■ RECORDS FOR THE TASK:
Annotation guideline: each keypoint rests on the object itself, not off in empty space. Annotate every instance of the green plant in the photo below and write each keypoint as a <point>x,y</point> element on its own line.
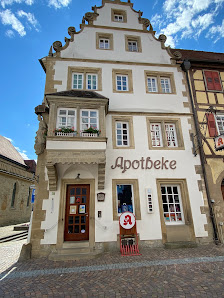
<point>92,130</point>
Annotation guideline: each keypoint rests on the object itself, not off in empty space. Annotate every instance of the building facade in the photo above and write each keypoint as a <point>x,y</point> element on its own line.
<point>118,122</point>
<point>205,72</point>
<point>16,180</point>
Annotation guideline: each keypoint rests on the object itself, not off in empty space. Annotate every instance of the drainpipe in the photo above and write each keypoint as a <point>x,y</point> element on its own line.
<point>186,65</point>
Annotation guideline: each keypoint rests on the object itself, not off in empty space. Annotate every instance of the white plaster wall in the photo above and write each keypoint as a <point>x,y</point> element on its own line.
<point>139,100</point>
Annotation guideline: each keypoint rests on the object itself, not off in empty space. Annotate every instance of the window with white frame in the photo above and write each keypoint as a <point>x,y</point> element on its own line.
<point>172,204</point>
<point>152,84</point>
<point>89,118</point>
<point>91,81</point>
<point>122,82</point>
<point>66,118</point>
<point>171,135</point>
<point>87,81</point>
<point>104,43</point>
<point>77,81</point>
<point>122,134</point>
<point>165,85</point>
<point>132,46</point>
<point>118,18</point>
<point>220,124</point>
<point>125,198</point>
<point>156,135</point>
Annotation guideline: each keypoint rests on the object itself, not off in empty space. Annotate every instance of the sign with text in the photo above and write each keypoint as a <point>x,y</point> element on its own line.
<point>219,142</point>
<point>127,220</point>
<point>144,164</point>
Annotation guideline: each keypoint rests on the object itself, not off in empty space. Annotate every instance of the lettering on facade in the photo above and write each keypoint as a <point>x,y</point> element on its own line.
<point>144,164</point>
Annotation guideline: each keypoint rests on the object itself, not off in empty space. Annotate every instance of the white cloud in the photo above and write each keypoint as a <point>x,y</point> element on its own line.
<point>8,139</point>
<point>187,18</point>
<point>30,17</point>
<point>22,153</point>
<point>8,18</point>
<point>59,3</point>
<point>10,2</point>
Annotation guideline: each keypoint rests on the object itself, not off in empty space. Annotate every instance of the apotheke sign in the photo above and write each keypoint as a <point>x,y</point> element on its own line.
<point>144,164</point>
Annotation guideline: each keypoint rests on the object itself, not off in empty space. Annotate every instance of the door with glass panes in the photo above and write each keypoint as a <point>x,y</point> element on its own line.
<point>77,213</point>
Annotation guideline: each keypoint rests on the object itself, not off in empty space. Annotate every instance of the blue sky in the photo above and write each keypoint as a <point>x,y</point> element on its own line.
<point>29,27</point>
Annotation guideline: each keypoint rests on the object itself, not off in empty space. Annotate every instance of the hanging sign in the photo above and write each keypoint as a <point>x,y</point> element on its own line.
<point>219,142</point>
<point>127,220</point>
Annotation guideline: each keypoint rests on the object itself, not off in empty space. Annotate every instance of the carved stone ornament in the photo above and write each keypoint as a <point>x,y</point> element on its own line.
<point>162,38</point>
<point>177,54</point>
<point>40,139</point>
<point>57,45</point>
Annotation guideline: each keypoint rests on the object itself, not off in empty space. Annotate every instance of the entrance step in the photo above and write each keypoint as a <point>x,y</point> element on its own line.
<point>180,244</point>
<point>72,252</point>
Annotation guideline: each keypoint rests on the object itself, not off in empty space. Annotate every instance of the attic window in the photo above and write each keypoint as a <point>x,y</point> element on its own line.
<point>119,16</point>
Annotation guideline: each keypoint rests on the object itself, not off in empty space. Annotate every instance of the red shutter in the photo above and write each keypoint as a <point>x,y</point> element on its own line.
<point>209,80</point>
<point>211,125</point>
<point>216,81</point>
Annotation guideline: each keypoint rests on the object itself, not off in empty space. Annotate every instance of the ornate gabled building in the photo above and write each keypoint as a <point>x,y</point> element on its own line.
<point>114,135</point>
<point>205,75</point>
<point>16,180</point>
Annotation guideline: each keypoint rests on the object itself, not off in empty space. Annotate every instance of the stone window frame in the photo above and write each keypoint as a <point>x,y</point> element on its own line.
<point>118,12</point>
<point>158,75</point>
<point>85,71</point>
<point>133,38</point>
<point>129,120</point>
<point>65,108</point>
<point>122,72</point>
<point>136,201</point>
<point>163,121</point>
<point>103,35</point>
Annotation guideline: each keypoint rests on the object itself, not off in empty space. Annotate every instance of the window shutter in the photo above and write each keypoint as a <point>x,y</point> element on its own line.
<point>209,80</point>
<point>149,200</point>
<point>216,81</point>
<point>211,125</point>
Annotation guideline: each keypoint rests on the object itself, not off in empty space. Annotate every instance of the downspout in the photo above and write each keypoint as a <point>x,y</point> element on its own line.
<point>186,65</point>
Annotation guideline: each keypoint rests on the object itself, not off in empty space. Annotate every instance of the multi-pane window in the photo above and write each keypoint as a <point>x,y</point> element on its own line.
<point>172,206</point>
<point>212,80</point>
<point>122,134</point>
<point>85,81</point>
<point>124,198</point>
<point>165,85</point>
<point>132,46</point>
<point>118,18</point>
<point>220,124</point>
<point>89,118</point>
<point>122,82</point>
<point>171,136</point>
<point>66,118</point>
<point>104,43</point>
<point>77,81</point>
<point>91,81</point>
<point>156,135</point>
<point>152,84</point>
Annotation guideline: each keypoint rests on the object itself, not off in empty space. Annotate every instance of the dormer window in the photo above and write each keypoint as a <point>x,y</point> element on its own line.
<point>118,15</point>
<point>118,18</point>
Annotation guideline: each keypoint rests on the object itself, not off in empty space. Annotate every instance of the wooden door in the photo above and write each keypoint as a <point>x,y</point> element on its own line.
<point>77,213</point>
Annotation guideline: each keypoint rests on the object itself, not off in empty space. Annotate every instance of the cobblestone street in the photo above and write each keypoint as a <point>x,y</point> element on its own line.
<point>192,272</point>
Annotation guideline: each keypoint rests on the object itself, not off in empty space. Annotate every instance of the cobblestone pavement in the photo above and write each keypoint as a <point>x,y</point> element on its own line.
<point>191,272</point>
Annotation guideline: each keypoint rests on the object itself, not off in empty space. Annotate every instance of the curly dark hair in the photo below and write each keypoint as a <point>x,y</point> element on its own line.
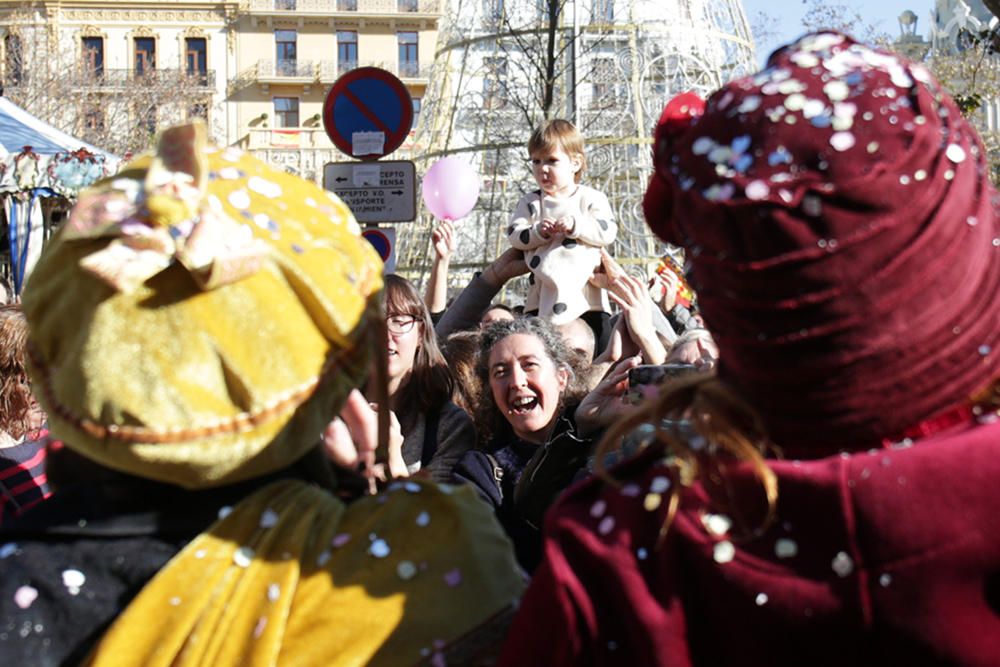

■ BRIEF:
Starting with the line with "the cobblestone street" and going on through the line with "<point>191,272</point>", give those records again with "cobblestone" changed to "flagstone" and everything else unchanged.

■ OUTPUT OF THE TASK:
Annotation guideline: each keypoint rests on the object itself, not off in empty space. Annotate every instance of the flagstone street in the photo above and write each keypoint as a <point>x,y</point> element on its own line.
<point>192,272</point>
Annotation guideline: each keypoint rests on the object itself, not off in empty space. Annotate every instance of the flagstone pavement in the photo above and write each keypoint as a <point>x,y</point> element on its own line.
<point>191,272</point>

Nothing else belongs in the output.